→ Teks Pilihan:
Berita-berita tentang penculikan anak saat ini sedang ramai di segala penjuru Indonesia. Ada berita fakta dan ada berita hoaks, keduanya bercampur aduk lalu menyebar di dunia maya dan dunia nyata. Salah satu berita penculikan yang menjadi perhatian publik beberapa waktu lalu adalah penculikan anak oleh pemulung di Jakarta. Selain itu ada juga penculikan anak di Makassar yang berujung pembunuhan. Belakangan ini viral berita penculikan pelajar yang ternyata hanyalah hoaks karangan pelajaran tersebut.
Di NTT, khususnya di Kabupaten Timor Tengah Selatan, persoalan penculikan anak juga marak berhembus di media sosial dan dari mulut ke mulut. Ada video beredar memperlihatkan seorang anak terikat di kolong tempat tidur dan orang pun mengira itu adalah penculikan anak padahal faktanya tidak. Ada juga postingan yang beredar tentang orang asing memaksa anak perempuan untuk menumpang dengannya namun anak itu menolak. Lalu orang pun mengaitkan dengan penculikan anak.
Masyarakat di Timor Tengah Selatan menyebut penculik anak sebagai "orang potong kepala" yang populer dengan sebutan OPK. Sebagian orang menarasikan OPK sebagai sosok yang menculik anak dan memotong/memenggal kepalanya. Katanya OPK menculik anak dengan obat bius lalu memasukkannya dalam karung. Narasi klasiknya bahwa potongan kepala untuk memperkuat bangunan pondasi jembatan baru.Â
Kisah OPK ini sudah ada sejak puluhan tahun lalu. Pada tahun 90-an saat saya masih kecil, kisah OPK ini sudah ada. Berita OPK ini hanya muncul musiman di saat tertentu, hilang dan muncul kembali. Di Timor Tengah Selatan, isu OPK biasanya muncul pada saat tanaman jagung di pekarangan atau kebun tumbuh tinggi seperti saat ini. Tanaman jagung yang tinggi dan rapat membuat orang menganggap bahwa OPK akan menyelinap di rimbunan jagung untuk menculik anak-anak.

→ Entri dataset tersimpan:

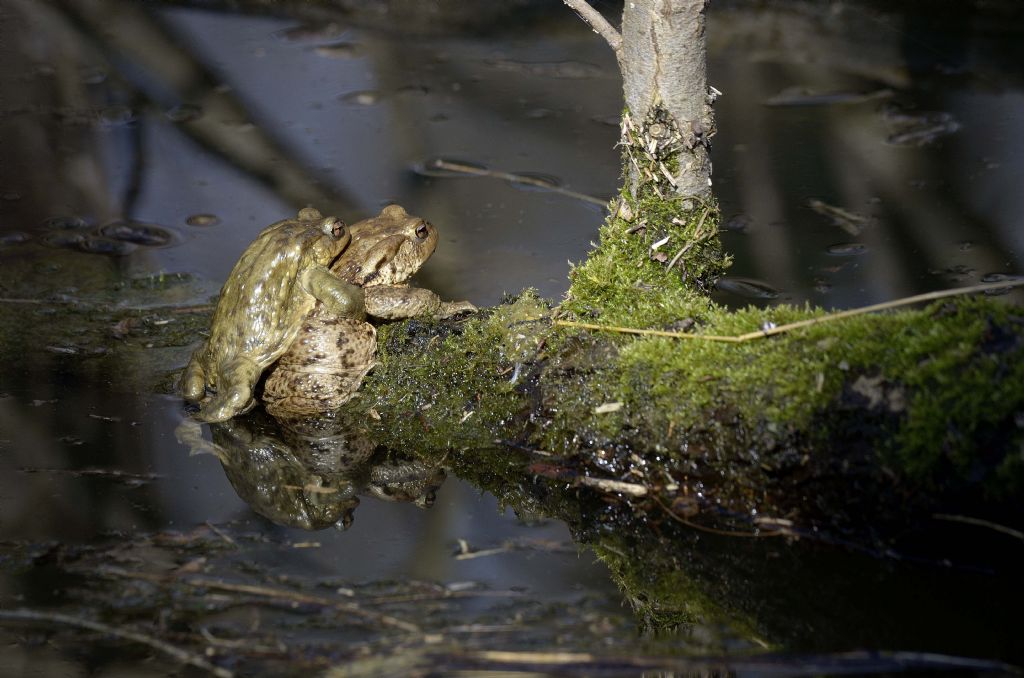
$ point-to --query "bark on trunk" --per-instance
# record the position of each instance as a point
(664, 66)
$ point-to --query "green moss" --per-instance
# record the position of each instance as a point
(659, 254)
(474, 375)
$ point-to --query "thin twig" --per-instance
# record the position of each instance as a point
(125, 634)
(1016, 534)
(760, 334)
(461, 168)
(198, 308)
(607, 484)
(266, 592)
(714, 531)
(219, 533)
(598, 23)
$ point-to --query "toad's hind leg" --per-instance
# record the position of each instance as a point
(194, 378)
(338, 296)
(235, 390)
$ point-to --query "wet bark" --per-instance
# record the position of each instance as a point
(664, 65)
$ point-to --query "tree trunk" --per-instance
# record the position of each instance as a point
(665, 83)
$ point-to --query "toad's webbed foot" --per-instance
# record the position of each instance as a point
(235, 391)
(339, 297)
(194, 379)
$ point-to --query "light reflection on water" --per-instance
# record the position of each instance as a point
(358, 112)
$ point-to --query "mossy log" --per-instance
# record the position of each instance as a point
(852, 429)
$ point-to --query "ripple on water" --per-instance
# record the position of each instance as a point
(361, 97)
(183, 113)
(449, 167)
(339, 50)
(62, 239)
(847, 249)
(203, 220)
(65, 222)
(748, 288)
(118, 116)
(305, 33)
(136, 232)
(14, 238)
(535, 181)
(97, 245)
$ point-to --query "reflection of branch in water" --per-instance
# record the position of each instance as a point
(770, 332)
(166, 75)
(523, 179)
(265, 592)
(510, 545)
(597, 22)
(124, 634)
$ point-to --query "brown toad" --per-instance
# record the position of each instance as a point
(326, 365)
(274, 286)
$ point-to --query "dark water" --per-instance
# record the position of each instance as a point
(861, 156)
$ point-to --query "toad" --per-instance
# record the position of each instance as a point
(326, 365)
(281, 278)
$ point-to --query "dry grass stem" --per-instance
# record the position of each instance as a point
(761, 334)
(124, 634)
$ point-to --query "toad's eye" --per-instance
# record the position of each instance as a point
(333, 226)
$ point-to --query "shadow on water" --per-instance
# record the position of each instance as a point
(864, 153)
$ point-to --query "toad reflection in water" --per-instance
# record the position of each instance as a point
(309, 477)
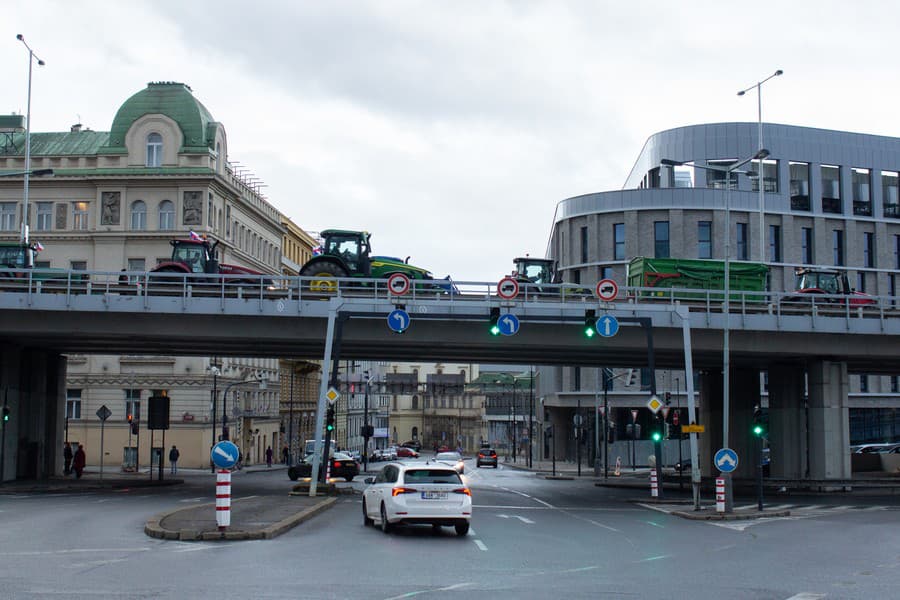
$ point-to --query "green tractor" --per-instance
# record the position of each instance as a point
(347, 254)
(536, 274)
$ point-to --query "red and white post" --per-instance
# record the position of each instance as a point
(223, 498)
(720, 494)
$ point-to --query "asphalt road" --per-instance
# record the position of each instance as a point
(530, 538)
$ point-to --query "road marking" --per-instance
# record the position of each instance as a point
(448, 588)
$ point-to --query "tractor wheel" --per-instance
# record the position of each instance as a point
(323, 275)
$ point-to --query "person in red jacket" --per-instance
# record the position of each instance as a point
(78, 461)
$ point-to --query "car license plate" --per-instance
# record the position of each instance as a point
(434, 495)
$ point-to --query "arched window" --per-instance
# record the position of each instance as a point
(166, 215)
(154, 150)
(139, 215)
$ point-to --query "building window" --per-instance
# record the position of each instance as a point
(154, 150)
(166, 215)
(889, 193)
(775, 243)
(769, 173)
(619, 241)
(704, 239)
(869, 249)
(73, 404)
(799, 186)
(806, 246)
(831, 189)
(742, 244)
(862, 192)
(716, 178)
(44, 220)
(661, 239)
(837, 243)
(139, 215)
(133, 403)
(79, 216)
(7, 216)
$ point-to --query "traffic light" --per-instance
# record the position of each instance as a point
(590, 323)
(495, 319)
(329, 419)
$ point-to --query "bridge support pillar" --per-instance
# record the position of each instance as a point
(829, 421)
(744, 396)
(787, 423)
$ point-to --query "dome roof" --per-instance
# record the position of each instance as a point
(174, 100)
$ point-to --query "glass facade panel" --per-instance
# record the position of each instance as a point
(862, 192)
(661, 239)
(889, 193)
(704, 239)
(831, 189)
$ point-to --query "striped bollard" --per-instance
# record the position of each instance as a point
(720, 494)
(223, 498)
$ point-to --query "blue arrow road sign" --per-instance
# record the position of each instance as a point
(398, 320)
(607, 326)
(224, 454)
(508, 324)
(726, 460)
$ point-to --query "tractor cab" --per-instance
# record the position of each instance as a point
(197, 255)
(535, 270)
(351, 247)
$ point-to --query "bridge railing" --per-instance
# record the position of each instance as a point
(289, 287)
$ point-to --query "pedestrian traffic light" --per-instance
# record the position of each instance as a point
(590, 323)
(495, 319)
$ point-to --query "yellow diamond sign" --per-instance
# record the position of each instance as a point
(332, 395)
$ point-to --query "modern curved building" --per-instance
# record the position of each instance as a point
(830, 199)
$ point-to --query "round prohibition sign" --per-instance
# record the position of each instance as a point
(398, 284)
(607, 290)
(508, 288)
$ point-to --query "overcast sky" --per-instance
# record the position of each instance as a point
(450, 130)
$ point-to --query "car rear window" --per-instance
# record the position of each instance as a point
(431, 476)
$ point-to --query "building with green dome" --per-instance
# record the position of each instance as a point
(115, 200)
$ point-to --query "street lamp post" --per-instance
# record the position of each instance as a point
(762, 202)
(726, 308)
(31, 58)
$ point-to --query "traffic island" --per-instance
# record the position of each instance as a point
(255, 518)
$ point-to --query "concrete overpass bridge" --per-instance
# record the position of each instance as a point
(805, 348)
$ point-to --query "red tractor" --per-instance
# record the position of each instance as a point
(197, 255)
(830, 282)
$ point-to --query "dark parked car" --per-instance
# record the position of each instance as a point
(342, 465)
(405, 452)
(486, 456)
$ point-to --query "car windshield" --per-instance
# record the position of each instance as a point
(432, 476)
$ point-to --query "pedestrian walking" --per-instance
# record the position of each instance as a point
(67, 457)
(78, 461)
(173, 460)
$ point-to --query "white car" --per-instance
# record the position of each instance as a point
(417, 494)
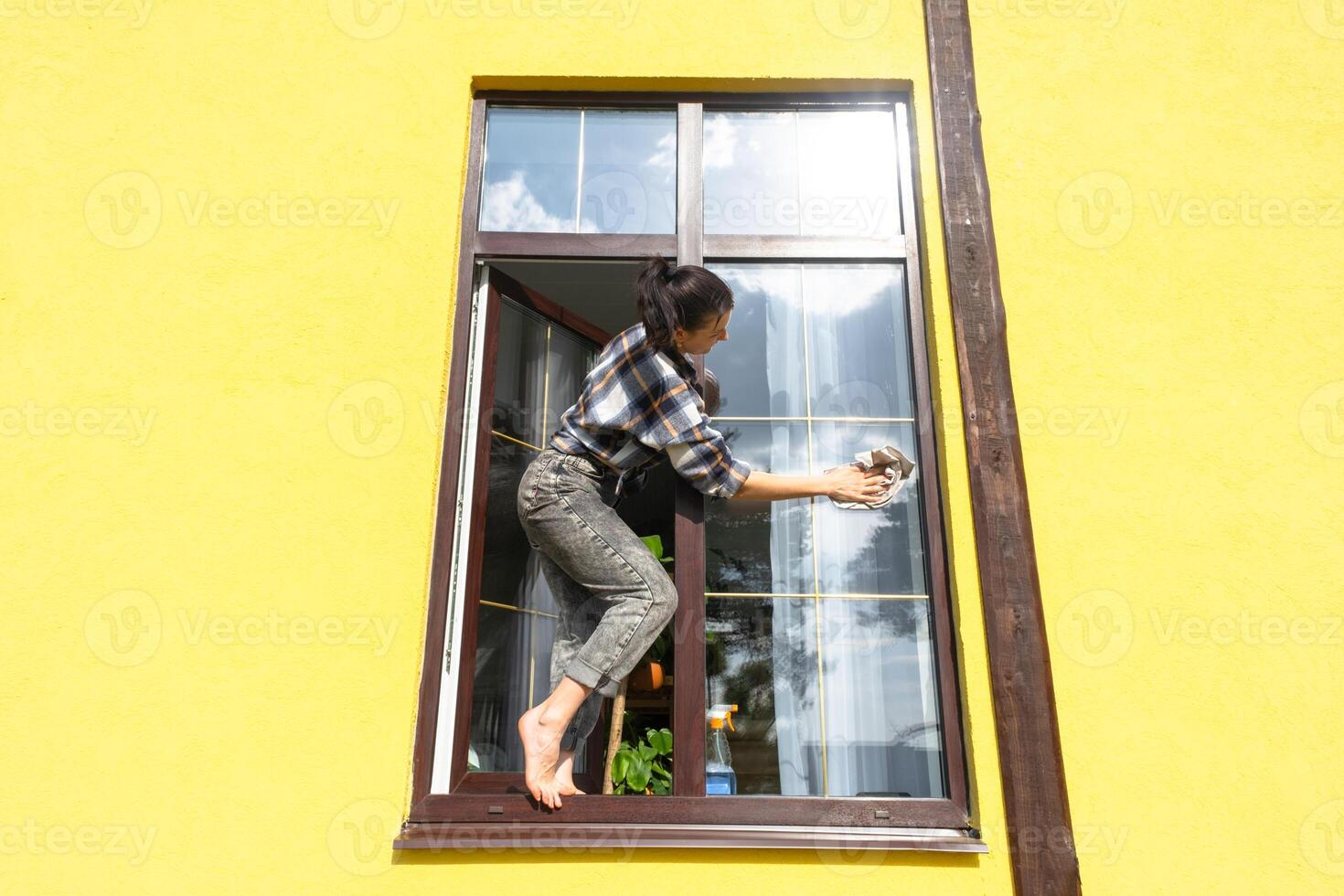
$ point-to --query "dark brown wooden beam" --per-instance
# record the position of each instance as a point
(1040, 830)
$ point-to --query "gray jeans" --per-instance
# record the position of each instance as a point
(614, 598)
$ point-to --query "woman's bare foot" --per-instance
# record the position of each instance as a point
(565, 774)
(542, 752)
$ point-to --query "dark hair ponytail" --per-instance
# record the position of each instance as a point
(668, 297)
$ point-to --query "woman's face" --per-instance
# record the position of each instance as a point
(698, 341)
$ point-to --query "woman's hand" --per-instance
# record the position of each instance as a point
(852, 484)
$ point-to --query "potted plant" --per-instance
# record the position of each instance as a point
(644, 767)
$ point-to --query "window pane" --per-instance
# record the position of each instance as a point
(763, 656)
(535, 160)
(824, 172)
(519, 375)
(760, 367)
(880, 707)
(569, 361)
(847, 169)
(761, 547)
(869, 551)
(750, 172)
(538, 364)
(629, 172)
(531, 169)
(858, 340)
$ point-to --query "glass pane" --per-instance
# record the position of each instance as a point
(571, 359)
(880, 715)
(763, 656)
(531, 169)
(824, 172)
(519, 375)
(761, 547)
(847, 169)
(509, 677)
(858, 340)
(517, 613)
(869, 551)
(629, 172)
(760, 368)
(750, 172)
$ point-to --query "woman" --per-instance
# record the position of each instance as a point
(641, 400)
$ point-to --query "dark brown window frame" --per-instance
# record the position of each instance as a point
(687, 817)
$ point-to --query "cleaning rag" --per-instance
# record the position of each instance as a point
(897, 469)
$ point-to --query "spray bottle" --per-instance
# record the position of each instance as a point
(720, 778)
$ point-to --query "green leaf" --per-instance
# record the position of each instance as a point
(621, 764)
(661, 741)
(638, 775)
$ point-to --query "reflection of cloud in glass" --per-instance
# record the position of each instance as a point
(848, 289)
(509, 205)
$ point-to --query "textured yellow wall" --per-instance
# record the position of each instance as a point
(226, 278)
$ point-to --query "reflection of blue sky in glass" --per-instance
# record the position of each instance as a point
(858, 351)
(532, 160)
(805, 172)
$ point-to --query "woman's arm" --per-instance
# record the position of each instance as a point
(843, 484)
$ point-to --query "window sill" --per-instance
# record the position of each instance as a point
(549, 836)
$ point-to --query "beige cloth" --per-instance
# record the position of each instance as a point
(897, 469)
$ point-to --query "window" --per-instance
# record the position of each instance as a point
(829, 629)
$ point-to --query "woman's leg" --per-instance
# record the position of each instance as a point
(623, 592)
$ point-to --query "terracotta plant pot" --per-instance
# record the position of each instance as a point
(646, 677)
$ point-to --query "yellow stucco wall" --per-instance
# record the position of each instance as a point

→ Tugas Kerja 1: Tuliskan kembali bagian teks pilihan yang dimulai dengan "Di NTT, khususnya" dan berlanjut sampai "dengan penculikan anak.", tanpa mengubah satu kata pun.
→ Tugas Kerja 2: Menurut teks pilihan, kapan isu OPK biasanya muncul di Timor Tengah Selatan?
Gunakan hanya teks pilihan sebagai sumber.

→ Jawaban Latihan 1:
Di NTT, khususnya di Kabupaten Timor Tengah Selatan, persoalan penculikan anak juga marak berhembus di media sosial dan dari mulut ke mulut. Ada video beredar memperlihatkan seorang anak terikat di kolong tempat tidur dan orang pun mengira itu adalah penculikan anak padahal faktanya tidak. Ada juga postingan yang beredar tentang orang asing memaksa anak perempuan untuk menumpang dengannya namun anak itu menolak. Lalu orang pun mengaitkan dengan penculikan anak.

→ Jawaban Latihan 2: Pada saat tanaman jagung di pekarangan atau kebun tumbuh tinggi.